▶ **GIVEN DATA**
......
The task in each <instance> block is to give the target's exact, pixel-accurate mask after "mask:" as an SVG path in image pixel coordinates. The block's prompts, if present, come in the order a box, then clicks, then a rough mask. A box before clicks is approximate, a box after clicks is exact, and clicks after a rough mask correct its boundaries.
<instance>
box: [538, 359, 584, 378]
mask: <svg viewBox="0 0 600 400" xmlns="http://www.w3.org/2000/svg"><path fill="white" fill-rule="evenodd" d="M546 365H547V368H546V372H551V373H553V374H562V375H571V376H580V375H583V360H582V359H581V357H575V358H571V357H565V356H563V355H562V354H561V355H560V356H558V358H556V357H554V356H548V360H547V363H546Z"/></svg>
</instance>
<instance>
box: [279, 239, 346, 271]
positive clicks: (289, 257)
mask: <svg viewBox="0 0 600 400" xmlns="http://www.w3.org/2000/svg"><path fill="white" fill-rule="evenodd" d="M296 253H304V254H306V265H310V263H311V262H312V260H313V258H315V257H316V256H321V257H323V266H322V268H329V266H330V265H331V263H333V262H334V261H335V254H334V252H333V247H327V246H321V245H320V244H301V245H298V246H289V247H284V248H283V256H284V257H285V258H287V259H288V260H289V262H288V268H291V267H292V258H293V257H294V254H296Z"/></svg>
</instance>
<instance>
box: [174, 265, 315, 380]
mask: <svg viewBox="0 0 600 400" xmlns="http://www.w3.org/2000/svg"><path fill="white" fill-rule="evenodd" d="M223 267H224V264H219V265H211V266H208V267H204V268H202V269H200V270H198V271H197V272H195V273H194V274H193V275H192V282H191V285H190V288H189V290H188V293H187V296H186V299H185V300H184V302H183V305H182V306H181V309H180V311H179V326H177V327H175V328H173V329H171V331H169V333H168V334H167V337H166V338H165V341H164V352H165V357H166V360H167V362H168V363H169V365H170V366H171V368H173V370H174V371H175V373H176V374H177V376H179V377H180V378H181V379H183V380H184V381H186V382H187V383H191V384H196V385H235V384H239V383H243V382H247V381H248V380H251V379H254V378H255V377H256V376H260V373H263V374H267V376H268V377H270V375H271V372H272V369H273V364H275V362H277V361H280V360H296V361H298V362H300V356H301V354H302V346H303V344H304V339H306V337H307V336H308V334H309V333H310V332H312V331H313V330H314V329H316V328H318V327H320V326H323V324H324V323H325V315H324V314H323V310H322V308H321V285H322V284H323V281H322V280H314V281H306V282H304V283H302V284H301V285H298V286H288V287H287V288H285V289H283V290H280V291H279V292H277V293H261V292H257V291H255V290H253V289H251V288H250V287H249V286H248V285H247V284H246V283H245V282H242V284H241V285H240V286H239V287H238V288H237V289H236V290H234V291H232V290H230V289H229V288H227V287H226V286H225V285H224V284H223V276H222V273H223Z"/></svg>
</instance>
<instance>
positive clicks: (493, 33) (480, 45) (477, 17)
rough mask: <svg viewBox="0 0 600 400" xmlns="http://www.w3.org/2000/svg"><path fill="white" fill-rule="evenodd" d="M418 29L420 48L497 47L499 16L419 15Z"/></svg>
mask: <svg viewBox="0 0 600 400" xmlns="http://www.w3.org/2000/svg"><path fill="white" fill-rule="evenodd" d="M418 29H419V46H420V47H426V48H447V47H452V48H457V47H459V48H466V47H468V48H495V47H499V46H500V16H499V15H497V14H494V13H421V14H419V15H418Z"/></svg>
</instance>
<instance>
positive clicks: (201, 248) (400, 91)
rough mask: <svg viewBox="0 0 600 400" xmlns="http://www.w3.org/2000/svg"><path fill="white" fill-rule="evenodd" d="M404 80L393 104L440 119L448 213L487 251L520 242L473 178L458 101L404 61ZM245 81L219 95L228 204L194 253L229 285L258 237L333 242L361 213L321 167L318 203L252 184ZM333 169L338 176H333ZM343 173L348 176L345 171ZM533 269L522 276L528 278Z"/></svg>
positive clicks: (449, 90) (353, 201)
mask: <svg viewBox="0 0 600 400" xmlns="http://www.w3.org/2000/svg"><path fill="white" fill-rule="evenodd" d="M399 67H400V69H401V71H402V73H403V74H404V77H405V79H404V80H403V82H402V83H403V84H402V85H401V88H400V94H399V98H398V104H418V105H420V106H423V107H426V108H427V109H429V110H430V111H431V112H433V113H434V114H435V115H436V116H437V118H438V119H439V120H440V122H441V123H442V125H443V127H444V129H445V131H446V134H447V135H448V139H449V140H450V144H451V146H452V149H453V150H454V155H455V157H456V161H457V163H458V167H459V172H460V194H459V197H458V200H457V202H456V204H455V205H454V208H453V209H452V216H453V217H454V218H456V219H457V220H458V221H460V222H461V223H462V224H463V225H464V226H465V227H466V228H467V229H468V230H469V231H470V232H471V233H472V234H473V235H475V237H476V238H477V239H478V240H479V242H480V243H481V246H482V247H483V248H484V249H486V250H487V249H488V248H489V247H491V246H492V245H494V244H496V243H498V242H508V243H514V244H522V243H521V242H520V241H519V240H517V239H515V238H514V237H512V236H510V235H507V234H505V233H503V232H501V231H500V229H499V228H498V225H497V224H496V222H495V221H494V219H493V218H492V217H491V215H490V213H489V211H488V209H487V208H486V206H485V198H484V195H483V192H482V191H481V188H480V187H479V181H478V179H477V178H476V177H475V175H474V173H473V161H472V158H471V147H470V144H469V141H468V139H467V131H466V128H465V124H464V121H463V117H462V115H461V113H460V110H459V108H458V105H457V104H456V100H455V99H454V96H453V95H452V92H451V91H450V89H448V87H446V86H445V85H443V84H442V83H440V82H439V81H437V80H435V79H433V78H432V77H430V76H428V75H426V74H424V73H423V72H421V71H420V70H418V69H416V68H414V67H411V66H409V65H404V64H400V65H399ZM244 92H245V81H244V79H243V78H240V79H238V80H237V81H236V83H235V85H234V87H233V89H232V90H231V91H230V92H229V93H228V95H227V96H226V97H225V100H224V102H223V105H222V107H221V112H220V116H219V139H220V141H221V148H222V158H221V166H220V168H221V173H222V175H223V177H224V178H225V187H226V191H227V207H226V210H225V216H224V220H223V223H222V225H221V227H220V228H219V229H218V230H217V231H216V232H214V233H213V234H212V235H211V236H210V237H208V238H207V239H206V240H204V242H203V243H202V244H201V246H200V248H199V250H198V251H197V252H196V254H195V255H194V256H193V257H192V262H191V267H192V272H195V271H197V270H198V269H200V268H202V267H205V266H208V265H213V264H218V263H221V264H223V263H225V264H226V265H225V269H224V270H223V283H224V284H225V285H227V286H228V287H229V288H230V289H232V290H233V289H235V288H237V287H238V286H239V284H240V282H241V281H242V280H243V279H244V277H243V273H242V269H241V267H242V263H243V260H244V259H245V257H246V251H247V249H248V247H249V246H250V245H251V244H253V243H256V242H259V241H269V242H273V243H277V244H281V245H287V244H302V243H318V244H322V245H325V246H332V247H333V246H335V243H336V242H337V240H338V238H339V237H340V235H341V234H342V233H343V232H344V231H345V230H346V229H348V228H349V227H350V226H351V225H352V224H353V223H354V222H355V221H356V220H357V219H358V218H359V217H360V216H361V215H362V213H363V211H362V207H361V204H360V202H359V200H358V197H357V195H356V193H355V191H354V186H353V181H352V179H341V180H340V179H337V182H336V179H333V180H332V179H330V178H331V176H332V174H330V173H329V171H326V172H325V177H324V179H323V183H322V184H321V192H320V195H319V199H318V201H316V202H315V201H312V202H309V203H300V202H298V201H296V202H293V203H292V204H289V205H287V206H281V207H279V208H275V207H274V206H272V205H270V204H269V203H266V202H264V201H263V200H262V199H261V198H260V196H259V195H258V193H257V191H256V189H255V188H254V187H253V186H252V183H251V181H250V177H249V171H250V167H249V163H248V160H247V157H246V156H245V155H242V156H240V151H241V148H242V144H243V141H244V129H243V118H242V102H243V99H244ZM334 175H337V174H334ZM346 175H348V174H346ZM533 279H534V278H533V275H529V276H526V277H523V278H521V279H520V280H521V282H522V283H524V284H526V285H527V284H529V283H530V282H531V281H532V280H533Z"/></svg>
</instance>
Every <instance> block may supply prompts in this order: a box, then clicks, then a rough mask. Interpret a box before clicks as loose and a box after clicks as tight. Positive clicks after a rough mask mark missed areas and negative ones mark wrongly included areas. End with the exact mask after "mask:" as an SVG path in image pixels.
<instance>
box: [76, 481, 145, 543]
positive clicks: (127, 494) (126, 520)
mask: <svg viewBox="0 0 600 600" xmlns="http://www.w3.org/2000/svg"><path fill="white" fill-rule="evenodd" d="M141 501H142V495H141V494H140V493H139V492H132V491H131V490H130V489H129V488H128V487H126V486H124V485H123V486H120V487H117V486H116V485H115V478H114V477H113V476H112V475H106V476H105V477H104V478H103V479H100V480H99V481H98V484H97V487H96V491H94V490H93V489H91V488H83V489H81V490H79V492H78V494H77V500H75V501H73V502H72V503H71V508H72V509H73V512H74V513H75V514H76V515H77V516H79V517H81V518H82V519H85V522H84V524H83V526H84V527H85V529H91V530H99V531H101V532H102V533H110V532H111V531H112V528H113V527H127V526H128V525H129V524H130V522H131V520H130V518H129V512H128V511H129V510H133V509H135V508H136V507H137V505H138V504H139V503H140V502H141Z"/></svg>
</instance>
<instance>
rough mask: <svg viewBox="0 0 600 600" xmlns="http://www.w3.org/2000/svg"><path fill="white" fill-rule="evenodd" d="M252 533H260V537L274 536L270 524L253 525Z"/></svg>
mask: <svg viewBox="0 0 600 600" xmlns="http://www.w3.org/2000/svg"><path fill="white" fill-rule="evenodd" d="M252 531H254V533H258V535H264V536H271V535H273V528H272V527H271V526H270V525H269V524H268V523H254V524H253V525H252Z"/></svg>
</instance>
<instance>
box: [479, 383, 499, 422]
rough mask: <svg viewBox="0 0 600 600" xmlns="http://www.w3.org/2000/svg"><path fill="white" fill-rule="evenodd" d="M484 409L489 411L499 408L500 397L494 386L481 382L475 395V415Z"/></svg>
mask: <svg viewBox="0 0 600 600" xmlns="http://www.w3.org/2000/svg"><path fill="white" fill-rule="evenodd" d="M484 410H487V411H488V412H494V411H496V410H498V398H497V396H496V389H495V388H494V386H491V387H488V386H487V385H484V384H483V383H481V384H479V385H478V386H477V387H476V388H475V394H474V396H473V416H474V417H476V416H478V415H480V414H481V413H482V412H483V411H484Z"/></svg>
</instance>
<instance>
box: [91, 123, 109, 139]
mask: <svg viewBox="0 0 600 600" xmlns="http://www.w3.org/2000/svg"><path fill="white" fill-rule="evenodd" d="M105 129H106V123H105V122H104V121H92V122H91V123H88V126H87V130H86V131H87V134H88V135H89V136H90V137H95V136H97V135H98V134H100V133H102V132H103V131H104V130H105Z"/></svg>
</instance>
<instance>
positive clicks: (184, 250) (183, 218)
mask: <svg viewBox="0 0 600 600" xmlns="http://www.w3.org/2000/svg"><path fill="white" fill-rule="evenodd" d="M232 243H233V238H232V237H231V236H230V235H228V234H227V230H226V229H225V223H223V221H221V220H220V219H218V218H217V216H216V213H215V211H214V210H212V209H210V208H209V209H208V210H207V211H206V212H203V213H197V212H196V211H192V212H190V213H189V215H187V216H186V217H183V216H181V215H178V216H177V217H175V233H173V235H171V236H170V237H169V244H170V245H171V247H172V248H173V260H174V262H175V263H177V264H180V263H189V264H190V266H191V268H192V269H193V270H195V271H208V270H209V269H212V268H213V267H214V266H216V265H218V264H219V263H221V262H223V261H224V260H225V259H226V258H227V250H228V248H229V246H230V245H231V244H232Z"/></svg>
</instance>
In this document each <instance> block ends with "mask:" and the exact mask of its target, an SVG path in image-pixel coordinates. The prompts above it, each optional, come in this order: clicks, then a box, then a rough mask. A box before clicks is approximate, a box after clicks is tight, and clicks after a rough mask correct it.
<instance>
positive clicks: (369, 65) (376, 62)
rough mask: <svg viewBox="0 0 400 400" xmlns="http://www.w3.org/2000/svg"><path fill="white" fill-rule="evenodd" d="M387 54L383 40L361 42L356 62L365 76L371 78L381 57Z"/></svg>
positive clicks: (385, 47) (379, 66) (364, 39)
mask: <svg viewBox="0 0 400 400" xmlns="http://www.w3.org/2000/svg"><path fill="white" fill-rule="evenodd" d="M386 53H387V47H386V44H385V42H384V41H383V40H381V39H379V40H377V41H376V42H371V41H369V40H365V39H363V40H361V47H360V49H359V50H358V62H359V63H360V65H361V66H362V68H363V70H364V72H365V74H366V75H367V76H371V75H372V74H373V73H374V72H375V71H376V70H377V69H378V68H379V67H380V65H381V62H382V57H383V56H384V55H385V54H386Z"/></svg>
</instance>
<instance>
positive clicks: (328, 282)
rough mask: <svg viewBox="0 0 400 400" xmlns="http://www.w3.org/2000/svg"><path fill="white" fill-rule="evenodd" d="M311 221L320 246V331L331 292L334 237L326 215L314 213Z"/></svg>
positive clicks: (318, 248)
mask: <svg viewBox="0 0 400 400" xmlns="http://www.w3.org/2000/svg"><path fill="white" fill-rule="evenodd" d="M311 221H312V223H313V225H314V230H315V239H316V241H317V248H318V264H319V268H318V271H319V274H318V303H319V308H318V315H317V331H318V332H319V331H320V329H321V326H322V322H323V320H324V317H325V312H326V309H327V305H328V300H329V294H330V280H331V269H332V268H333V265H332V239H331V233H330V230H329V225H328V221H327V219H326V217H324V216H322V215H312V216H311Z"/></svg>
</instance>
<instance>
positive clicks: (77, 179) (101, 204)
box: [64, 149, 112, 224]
......
▶ **ASSIGNMENT**
Count the lines of the rows above that contain the string "coordinates", matching case exactly, and reply with the number alone.

▶ **SOLUTION BELOW**
2